= TEXTE FOURNI =
+++++

La république islamique est un califat « moderne ». Selon Le Petit Robert, un calife est un « souverain musulman, successeur de Mahomet, et investi du pouvoir spirituel et temporel ».

L’article 2 de la Constitution est on ne peut plus clair : « Dieu exerce en Iran une souveraineté absolue et préside à l’élaboration des lois ». La Constitution confère, donc, aux religieux la primauté sur le politique. C’est la doctrine du velayat-e faqih (« gouvernement du docte »).

Actuellement, c’est Ali Khamenei, le faqih, qui, en l’absence de Mahdi, l’« Imam caché », représente Dieu et, au moyen de la charia, exerce le pouvoir absolu du religieux sur le politique.

Le califat iranien n’est plus-il est vrai- ce qu’il était au Moyen-âge. La Révolution a triomphé en 1979, dans un pays relativement développé. Khomeiny s’est trouvé entouré de jeunes croyants laïcs, cultivés et épris de libertés, à l’exemple de la société iranienne dans son ensemble.

Le terme « république islamique » tend à concilier la doctrine archaïque du velayat-e faqih avec les aspirations démocratiques de la génération qui a fait la révolution.

La république a répondu aux besoins d’un monde moderne. Il fallait gérer, les villes, les écoles, les universités, les hôpitaux, construire des routes, des métros, des aéroports, des centrales électriques, des barrages, des usines ; former des enseignants, des chercheurs, des ingénieurs, créer des centres de recherche scientifique, etc. L’école théologique de Ghom, ville sainte du chiisme iranien, avec ses mollahs moyenâgeux, tournés vers le martyre des imams chiites, n’était, quant à elle, pas équipée intellectuellement pour résoudre les problèmes d’une société moderne.

Depuis 1979, deux mondes vivent et évoluent en parallèle : l’islam et la république. L’islam exerce sa priorité et regarde la république d’un œil méfiant.

30 ans après sa fondation, la république islamique ne ressemble plus à celle de sa naissance. Le clergé a perdu son unité et les mollahs ont rejoint des courants commerciaux et industriels, dont la gestion exige l’emploi de méthodes plus ou moins modernes.

Or, la gestion des affaires a produit des frictions croissantes entre les deux tendances présentes au sein de l’Etat. Un certains nombre de mollahs, sentant le vent tourner, ont cherché à accompagner le mouvement en faveur des « réformes ». La charia et ses lois archaïques se sont montrées de plus en plus incompatibles avec les besoins d’un Etat du 21è siècle.

Le développement du mouvement réformiste a eu pour effet de renforcer la résistance des fondamentalistes, maître des appareils de l’Etat et de l’armée.

+++++

= PROBLÈME POSÉ 1 =
D'après le texte sur la république islamique d'Iran, dans quelle ville sainte du chiisme iranien se trouve l'école théologique qu'il mentionne ?
= PROBLÈME POSÉ 2 =
Recopiez un passage du texte sur la république islamique d'Iran. Commencez aux mots « Depuis 1979, deux » et arrêtez-vous après « ou moins modernes. ».

[Entrées du jeu de données de pointage]

+++++

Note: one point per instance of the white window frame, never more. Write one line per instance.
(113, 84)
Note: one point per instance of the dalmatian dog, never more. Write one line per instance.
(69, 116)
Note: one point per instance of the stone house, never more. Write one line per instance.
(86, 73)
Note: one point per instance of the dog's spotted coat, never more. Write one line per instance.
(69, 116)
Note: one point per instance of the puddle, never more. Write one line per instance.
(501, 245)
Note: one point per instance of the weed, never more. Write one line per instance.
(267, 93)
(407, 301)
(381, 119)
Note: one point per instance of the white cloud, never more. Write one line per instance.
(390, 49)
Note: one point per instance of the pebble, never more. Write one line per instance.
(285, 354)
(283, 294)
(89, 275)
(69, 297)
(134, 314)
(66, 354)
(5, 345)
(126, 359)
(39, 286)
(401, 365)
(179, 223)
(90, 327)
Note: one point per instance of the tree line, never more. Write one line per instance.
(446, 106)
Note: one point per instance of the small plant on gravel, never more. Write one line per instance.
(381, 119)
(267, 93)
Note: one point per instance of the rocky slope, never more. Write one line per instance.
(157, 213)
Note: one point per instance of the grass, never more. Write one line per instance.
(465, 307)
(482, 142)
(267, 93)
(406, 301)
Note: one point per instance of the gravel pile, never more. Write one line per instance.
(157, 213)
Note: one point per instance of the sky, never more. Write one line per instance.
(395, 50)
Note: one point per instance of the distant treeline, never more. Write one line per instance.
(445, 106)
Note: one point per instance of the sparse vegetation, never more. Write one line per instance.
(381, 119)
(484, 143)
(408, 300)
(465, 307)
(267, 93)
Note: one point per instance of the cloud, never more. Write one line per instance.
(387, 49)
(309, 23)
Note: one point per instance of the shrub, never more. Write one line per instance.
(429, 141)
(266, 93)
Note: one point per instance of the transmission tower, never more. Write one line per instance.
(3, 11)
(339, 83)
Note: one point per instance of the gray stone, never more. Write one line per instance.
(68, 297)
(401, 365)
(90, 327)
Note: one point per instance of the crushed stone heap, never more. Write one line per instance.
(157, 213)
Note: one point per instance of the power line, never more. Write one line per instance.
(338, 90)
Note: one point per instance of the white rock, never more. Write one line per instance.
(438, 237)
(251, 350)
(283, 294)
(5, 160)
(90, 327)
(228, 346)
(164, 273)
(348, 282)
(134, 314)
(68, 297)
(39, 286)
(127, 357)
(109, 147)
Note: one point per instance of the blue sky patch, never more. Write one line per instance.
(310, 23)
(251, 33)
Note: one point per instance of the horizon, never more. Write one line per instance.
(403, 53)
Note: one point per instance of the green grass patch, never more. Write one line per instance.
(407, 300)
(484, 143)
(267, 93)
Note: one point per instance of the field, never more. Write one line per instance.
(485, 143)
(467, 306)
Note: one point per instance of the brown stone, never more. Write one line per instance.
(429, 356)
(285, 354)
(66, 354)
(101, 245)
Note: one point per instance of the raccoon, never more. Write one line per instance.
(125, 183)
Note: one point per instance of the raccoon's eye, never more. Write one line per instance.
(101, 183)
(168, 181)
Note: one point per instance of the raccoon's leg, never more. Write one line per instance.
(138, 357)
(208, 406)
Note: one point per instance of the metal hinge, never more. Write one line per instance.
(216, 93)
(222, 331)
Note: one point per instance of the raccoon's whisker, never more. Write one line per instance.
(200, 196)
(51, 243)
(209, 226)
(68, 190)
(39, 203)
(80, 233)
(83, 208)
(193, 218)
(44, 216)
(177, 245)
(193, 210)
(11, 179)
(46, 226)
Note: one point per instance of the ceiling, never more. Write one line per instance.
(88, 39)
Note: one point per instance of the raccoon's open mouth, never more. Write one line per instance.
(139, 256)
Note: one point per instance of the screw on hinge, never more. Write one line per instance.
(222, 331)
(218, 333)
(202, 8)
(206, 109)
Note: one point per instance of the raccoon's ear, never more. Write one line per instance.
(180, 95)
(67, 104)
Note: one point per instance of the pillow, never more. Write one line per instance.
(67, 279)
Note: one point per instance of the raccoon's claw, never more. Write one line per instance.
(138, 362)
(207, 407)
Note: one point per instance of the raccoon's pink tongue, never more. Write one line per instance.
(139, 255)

+++++

= BONNE RÉPONSE 1 =
Ghom.

= BONNE RÉPONSE 2 =
Depuis 1979, deux mondes vivent et évoluent en parallèle : l’islam et la république. L’islam exerce sa priorité et regarde la république d’un œil méfiant.

30 ans après sa fondation, la république islamique ne ressemble plus à celle de sa naissance. Le clergé a perdu son unité et les mollahs ont rejoint des courants commerciaux et industriels, dont la gestion exige l’emploi de méthodes plus ou moins modernes.